Document section>
■ ■ ■
I don’t have much info about the accident except three people on board, apparently flight school training flight and most probably three fatalities.
One instructor and two students died. Very little info so far. Looks like a normal training flight, then suddenly they just crashed to the ground at high speed. Pictures/videos of the site shows no airplane parts as I could see. One witness said he/she saw the plane spinning to the ground.
Very sad :(
Very low speed and high fpm vs?!
Hmm. Doing training, steep turns perhaps, skidding turn with a bit too much rudder and she folds? Or an accidental engine failure in the turn? Doesn’t look like a Vmc demonstration (as you would never let it turn that much in such a situation) and doesn’t look like regular engine out exercises either.
I know nothing of the accident but I do think of the accident in Västerås, Sweden, where three students in a DA42 spun to the ground. Incredibly, they survived.
■ ■ ■
Material supplied>
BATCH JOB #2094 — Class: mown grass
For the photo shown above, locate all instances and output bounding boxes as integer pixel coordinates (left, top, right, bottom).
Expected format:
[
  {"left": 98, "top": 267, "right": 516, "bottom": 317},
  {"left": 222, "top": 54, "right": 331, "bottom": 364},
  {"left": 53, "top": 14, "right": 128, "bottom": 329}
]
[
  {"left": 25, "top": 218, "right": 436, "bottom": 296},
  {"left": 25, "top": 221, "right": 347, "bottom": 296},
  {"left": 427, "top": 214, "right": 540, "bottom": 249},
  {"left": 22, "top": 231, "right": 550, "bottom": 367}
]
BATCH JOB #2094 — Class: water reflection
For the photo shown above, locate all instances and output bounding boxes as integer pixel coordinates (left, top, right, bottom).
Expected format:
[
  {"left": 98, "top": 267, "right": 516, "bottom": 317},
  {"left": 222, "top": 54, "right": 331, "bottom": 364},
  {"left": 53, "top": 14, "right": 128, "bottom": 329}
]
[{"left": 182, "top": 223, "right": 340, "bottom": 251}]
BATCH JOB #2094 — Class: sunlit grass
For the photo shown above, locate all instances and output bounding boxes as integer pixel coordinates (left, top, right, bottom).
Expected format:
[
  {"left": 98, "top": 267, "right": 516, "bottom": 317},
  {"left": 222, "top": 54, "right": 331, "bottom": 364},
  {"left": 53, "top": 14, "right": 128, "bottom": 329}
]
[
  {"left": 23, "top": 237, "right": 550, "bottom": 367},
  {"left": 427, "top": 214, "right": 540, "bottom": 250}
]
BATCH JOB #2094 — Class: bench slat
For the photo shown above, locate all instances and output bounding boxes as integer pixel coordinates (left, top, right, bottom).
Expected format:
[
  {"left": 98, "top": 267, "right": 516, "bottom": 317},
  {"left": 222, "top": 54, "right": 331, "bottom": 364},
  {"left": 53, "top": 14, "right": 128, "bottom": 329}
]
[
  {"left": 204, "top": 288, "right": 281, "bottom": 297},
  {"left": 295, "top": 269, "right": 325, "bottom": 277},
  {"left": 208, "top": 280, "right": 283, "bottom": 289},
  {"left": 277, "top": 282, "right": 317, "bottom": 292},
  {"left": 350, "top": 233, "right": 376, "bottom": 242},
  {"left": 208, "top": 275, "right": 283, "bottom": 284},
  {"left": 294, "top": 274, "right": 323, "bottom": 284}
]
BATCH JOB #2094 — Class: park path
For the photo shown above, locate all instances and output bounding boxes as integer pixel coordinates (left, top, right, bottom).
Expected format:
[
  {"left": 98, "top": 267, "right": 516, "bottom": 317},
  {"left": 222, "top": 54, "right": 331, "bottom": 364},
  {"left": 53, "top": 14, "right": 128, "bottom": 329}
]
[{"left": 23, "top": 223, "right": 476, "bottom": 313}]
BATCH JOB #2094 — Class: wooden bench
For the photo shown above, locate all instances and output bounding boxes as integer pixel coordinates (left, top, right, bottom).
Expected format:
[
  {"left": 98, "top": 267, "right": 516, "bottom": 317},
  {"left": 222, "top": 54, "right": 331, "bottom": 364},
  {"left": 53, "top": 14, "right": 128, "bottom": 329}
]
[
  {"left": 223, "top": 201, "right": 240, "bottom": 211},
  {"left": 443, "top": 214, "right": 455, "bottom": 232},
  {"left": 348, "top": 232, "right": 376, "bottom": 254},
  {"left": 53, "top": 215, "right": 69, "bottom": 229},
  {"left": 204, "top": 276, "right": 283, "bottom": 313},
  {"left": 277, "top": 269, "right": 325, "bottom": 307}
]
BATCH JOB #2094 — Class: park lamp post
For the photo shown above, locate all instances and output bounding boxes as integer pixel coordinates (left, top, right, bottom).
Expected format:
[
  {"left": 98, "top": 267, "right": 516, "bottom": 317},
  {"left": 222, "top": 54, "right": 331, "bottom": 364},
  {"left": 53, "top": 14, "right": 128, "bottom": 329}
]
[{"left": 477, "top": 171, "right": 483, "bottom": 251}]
■ ■ ■
Problem description>
In the discussion of the training flight crash above, who died in the accident?

Right answer>
One instructor and two students.